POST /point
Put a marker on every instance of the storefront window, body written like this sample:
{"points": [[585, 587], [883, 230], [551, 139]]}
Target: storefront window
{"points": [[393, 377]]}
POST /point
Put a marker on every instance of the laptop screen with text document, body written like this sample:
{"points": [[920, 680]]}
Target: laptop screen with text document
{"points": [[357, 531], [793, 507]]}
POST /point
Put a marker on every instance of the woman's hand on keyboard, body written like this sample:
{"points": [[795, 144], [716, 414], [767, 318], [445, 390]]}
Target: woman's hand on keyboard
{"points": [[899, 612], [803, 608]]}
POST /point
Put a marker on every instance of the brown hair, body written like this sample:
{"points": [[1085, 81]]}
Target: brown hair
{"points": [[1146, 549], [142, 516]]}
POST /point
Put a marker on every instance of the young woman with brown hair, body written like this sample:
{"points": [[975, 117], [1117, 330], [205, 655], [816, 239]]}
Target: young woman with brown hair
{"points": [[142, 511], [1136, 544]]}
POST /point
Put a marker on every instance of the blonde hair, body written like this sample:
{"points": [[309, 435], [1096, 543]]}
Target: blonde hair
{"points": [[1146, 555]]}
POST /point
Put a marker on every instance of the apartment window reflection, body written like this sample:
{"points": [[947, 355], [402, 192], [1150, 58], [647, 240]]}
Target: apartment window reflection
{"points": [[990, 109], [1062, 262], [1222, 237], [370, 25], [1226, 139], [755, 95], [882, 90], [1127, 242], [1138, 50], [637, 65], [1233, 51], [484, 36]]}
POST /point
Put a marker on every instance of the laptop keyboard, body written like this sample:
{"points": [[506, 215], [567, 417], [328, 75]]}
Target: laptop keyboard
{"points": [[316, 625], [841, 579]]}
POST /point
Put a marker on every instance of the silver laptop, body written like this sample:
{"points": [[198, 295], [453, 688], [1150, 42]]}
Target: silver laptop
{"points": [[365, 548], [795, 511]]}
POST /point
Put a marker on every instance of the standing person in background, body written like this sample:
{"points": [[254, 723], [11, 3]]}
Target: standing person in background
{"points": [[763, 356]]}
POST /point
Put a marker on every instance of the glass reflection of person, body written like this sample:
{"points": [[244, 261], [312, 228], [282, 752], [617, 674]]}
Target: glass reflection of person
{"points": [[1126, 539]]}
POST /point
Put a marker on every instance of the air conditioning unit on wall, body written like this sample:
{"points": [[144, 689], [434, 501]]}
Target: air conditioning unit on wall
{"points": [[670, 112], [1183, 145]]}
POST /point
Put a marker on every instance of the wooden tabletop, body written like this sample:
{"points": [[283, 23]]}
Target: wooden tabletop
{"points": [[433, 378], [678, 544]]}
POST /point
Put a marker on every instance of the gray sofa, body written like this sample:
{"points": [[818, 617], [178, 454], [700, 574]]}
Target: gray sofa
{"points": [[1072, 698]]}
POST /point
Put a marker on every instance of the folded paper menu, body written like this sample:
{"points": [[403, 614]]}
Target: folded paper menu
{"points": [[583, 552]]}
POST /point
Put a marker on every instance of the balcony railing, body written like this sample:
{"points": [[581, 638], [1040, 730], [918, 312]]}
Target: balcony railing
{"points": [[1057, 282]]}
__________
▸ **What this task involves**: Write the listing out again, exactly as it reads.

▸ **Task response**:
POST /point
Put a marker on every instance of the storefront window, body written like this sample:
{"points": [[585, 587], [883, 230], [551, 139]]}
Target: storefront window
{"points": [[393, 377]]}
POST /point
Put a marker on every instance of the laptop screen with text document, body written like this sample:
{"points": [[920, 680]]}
Target: laptop screen with text document
{"points": [[357, 531], [793, 507]]}
POST /point
Put a marker on every instance of the woman's hand on keyboard, body written like this sample:
{"points": [[795, 144], [716, 414], [767, 318], [445, 390]]}
Target: woman's hand on keyboard
{"points": [[899, 612], [803, 608]]}
POST /point
Put a marker on every instance of the brown hair, body written like this sample:
{"points": [[1085, 81]]}
Target: brown hair
{"points": [[1146, 549], [142, 516]]}
POST /point
Put a marker on every instance of the young woman with brown hair, body written like this sample:
{"points": [[975, 117], [1117, 330], [205, 655], [816, 239]]}
Target: young woman with brown hair
{"points": [[142, 511], [1136, 544]]}
POST /point
Put a marker on every instance of the blonde hair, body written like this sample:
{"points": [[309, 435], [1096, 543]]}
Target: blonde hair
{"points": [[1146, 555]]}
POST /point
Put a marker on every instance of the apartment window reflection, body written like this sample:
{"points": [[947, 355], [402, 192], [1150, 58], [647, 240]]}
Target: apartment window reflection
{"points": [[990, 109], [1062, 262], [1222, 237], [370, 25], [1226, 139], [755, 95], [882, 90], [1127, 242], [1138, 50], [637, 65], [1233, 51], [484, 36]]}
POST /point
Put a marker on every instance of the laptop keyboard, body written like this sample:
{"points": [[506, 215], [567, 417], [328, 75]]}
Target: laptop keyboard
{"points": [[316, 625], [841, 579]]}
POST /point
Put a marker on every instance of the silver laptop, body written like this sample:
{"points": [[198, 295], [453, 688], [1150, 42]]}
Target: silver laptop
{"points": [[365, 548], [795, 511]]}
POST /point
Put a marker on every instance of the standing person in background, body written like this sample:
{"points": [[254, 723], [11, 3]]}
Target: standing person in background
{"points": [[763, 356]]}
POST /point
Put a marker on every instance of the glass reflection of person, body written like this sample:
{"points": [[244, 261], [312, 228], [282, 752], [617, 674]]}
Target: glass reflection of person
{"points": [[1126, 539]]}
POST /point
Put a marker on every instance of the air conditioning unit on wall, body written like this sample:
{"points": [[144, 689], [434, 501]]}
Target: air conditioning unit on wall
{"points": [[670, 112], [1183, 145]]}
POST /point
Put a marker on every instance of the wooden tabletop, body written like this sample:
{"points": [[283, 23]]}
Target: wooden tabletop
{"points": [[433, 378], [678, 544]]}
POST /point
Put a marker on every instance of the gray sofa, body written like this sample:
{"points": [[818, 617], [178, 454], [700, 574]]}
Target: gray sofa
{"points": [[1072, 698]]}
POST /point
Put a marker on every instance of the folded paper menu, body written like this sample:
{"points": [[403, 614]]}
Target: folded paper menu
{"points": [[583, 552]]}
POST /point
Put a marker on every instance of the balcony railing, body written like this sample:
{"points": [[581, 638], [1040, 730], [918, 312]]}
Target: balcony railing
{"points": [[1057, 282]]}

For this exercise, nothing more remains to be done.